▶ TEXTAUSZUG:
WCSJ 2023 Medellín lieferte viele Beispiele für expandierenden Civic Space in der Weltregion, einst unterentwickelt und Dritte Welt genannt. Erfolgreiche Projekte in Südasien, bei denen neue Selbsthilfemodelle gegen Depression erprobt werden; wie Gemeinden vereint sich gegen steigende Wasserspiegel schützen; Kinder spielerisch bei der Wiederaufforstung helfen.

Nur: Wenn die Politik davon Wind bekommt, werden diese Unternehmungen von ihr oft gekidnappt und zerfallen im parteipolitischen Gezänk und überbordender Bürokratie.

▶ AUFGABENSTELLUNG:
[1] Fasse den Absatz des Textauszugs, der mit „WCSJ 2023 Medellín lieferte“ beginnt, als kurze Stichpunktliste zusammen und behalte dabei seine wesentlichen Fakten bei.
[2] Gib ausschließlich die Zeilen der Einträge von der Zeile mit „Do you see the asphalt“ bis einschließlich der Zeile mit „[187,99,841,201]“ als Markdown-Tabelle mit den Spalten „Nummer“ und „Eintragszeile“ wieder. Leerzeilen lässt du weg.
Der Textauszug und die Einträge sind voneinander unabhängiges Material.

▶ BEREITGESTELLTES MATERIAL:
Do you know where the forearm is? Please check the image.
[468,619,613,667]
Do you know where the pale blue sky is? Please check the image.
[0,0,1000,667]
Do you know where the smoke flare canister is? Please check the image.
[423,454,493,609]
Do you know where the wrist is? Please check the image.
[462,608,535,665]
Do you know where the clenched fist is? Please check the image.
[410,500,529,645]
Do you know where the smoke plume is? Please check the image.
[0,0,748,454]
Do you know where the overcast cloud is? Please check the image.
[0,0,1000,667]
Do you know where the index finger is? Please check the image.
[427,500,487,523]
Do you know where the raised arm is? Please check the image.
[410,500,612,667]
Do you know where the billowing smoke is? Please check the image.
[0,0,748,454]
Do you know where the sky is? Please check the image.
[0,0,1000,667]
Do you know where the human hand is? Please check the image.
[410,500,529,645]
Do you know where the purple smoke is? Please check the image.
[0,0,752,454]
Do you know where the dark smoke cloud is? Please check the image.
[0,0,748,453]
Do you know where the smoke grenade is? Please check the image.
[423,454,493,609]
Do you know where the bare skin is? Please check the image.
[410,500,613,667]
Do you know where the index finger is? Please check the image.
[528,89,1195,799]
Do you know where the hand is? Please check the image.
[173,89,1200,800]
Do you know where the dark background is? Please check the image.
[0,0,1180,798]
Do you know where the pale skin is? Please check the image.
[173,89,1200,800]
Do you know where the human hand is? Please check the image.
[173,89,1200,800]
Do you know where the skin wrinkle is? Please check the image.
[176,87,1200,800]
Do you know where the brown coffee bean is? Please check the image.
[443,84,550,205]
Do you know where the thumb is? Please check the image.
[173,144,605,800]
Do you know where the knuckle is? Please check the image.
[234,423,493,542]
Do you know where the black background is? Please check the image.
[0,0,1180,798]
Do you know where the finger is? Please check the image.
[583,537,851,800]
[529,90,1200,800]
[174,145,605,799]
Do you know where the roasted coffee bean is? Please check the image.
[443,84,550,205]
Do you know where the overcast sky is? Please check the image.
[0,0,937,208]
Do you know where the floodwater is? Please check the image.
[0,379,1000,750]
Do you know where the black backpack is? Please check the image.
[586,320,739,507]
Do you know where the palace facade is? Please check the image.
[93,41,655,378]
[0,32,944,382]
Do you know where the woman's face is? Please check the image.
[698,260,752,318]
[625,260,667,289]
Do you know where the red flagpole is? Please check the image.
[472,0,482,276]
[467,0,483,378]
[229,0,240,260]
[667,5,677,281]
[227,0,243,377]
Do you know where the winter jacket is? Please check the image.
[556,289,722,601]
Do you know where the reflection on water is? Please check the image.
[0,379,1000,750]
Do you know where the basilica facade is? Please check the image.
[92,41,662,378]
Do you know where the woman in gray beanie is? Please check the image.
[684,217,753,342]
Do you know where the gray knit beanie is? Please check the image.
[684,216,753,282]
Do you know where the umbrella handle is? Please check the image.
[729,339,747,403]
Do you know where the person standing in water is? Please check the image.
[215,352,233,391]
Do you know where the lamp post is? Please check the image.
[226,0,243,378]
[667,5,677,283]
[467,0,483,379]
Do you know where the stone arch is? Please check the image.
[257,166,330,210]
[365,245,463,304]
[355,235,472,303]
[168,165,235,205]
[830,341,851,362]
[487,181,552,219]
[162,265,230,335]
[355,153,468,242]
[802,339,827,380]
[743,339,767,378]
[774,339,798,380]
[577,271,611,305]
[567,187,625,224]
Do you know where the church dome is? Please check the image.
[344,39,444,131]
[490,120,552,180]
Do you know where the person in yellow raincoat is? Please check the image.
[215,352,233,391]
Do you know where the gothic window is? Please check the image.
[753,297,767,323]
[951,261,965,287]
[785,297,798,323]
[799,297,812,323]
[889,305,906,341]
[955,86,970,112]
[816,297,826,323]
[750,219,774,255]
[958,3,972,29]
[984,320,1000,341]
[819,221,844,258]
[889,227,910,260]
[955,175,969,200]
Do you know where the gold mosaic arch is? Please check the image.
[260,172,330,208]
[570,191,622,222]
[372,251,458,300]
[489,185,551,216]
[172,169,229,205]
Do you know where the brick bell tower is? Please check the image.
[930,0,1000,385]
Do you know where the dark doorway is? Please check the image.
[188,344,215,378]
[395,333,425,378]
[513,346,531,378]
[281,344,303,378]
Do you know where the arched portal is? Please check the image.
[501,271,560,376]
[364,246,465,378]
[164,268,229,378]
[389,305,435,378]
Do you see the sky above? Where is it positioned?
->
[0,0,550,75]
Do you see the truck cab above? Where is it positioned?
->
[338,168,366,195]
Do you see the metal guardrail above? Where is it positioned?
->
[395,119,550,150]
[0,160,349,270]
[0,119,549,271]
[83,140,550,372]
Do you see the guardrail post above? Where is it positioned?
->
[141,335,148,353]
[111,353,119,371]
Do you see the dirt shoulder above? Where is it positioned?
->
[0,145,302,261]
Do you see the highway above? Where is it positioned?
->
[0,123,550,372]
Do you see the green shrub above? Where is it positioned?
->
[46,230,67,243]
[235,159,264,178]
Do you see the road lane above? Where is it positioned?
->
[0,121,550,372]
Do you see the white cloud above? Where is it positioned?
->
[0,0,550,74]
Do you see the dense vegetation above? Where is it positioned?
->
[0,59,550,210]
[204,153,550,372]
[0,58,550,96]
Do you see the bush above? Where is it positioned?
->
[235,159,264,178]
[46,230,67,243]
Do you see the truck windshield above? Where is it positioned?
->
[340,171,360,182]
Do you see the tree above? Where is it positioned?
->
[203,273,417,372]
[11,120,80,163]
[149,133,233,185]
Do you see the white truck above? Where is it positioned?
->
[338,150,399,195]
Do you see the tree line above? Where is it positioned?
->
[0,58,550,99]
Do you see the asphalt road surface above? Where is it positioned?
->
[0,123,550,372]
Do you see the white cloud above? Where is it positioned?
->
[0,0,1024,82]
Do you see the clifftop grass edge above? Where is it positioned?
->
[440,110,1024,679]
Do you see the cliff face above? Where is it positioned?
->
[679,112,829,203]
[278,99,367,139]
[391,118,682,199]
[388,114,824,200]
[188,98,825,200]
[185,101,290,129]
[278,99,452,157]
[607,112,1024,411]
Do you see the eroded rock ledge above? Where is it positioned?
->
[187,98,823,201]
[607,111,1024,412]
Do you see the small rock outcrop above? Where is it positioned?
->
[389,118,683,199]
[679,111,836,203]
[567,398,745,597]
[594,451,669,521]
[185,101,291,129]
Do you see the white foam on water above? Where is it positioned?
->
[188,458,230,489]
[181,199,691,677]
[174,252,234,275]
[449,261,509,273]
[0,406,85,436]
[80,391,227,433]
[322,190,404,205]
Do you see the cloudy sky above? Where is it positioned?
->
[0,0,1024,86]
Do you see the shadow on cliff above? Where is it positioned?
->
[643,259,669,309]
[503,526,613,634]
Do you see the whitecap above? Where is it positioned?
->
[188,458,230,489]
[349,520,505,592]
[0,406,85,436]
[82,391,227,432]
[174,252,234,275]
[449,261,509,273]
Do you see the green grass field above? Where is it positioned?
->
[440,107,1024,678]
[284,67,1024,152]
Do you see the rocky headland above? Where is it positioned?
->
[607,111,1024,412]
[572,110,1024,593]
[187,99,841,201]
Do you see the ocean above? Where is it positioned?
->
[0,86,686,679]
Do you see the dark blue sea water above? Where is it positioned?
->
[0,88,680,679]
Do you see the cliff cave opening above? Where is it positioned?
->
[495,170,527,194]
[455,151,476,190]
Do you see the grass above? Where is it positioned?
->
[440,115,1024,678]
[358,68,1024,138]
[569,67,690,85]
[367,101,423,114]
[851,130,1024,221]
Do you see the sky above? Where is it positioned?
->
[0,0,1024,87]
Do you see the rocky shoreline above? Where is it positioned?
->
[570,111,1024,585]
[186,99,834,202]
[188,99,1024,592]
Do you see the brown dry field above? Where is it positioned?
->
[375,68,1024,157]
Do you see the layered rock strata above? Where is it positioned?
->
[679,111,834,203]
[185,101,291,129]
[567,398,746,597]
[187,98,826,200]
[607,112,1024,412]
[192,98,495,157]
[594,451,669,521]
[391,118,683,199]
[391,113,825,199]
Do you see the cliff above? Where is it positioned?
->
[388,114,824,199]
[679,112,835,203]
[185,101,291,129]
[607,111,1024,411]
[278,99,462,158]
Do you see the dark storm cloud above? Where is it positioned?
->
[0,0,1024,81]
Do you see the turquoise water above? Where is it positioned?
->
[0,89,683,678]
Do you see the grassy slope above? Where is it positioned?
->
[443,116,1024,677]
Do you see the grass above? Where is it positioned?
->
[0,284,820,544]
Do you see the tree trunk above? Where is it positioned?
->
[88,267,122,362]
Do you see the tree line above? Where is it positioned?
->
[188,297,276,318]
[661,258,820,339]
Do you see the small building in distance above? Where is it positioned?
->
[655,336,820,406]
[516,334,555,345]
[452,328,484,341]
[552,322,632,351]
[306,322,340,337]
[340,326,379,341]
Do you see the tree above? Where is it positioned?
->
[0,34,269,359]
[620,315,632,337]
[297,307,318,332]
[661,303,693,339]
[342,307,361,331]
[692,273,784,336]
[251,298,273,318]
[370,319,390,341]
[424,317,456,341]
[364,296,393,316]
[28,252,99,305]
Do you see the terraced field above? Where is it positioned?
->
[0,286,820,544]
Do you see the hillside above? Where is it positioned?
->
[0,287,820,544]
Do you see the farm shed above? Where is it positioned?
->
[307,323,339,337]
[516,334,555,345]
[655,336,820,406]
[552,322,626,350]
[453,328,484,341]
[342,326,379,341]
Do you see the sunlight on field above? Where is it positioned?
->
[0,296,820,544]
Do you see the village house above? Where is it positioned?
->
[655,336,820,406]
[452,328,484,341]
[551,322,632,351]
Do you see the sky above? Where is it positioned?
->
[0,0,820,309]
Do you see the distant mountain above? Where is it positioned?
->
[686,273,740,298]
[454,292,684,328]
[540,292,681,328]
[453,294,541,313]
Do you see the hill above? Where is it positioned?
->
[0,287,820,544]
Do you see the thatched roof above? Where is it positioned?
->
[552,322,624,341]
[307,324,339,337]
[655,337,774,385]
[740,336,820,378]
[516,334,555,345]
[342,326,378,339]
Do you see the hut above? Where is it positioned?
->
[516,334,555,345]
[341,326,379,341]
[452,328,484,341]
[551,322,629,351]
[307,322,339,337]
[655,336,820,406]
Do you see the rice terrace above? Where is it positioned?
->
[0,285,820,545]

▶ ANTWORTEN:
[1]
- Die WCSJ 2023 in Medellín zeigte viele Beispiele für wachsenden Civic Space in der Weltregion, die einst als unterentwickelt und „Dritte Welt“ bezeichnet wurde.
- Genannte Beispiele:
  - erfolgreiche Projekte in Südasien, die neue Selbsthilfemodelle gegen Depression erproben
  - Gemeinden, die sich gemeinsam gegen steigende Wasserspiegel schützen
  - Kinder, die spielerisch bei der Wiederaufforstung helfen

[2]
| Nummer | Eintragszeile |
|---|---|
| 1 | Do you see the asphalt road surface above? Where is it positioned? |
| 2 | -> |
| 3 | [0,123,550,372] |
| 4 | Do you see the white cloud above? Where is it positioned? |
| 5 | -> |
| 6 | [0,0,1024,82] |
| 7 | Do you see the clifftop grass edge above? Where is it positioned? |
| 8 | -> |
| 9 | [440,110,1024,679] |
| 10 | Do you see the cliff face above? Where is it positioned? |
| 11 | -> |
| 12 | [679,112,829,203] |
| 13 | [278,99,367,139] |
| 14 | [391,118,682,199] |
| 15 | [388,114,824,200] |
| 16 | [188,98,825,200] |
| 17 | [185,101,290,129] |
| 18 | [278,99,452,157] |
| 19 | [607,112,1024,411] |
| 20 | Do you see the eroded rock ledge above? Where is it positioned? |
| 21 | -> |
| 22 | [187,98,823,201] |
| 23 | [607,111,1024,412] |
| 24 | Do you see the small rock outcrop above? Where is it positioned? |
| 25 | -> |
| 26 | [389,118,683,199] |
| 27 | [679,111,836,203] |
| 28 | [567,398,745,597] |
| 29 | [594,451,669,521] |
| 30 | [185,101,291,129] |
| 31 | Do you see the white foam on water above? Where is it positioned? |
| 32 | -> |
| 33 | [188,458,230,489] |
| 34 | [181,199,691,677] |
| 35 | [174,252,234,275] |
| 36 | [449,261,509,273] |
| 37 | [0,406,85,436] |
| 38 | [80,391,227,433] |
| 39 | [322,190,404,205] |
| 40 | Do you see the cloudy sky above? Where is it positioned? |
| 41 | -> |
| 42 | [0,0,1024,86] |
| 43 | Do you see the shadow on cliff above? Where is it positioned? |
| 44 | -> |
| 45 | [643,259,669,309] |
| 46 | [503,526,613,634] |
| 47 | Do you see the whitecap above? Where is it positioned? |
| 48 | -> |
| 49 | [188,458,230,489] |
| 50 | [349,520,505,592] |
| 51 | [0,406,85,436] |
| 52 | [82,391,227,432] |
| 53 | [174,252,234,275] |
| 54 | [449,261,509,273] |
| 55 | Do you see the green grass field above? Where is it positioned? |
| 56 | -> |
| 57 | [440,107,1024,678] |
| 58 | [284,67,1024,152] |
| 59 | Do you see the rocky headland above? Where is it positioned? |
| 60 | -> |
| 61 | [607,111,1024,412] |
| 62 | [572,110,1024,593] |
| 63 | [187,99,841,201] |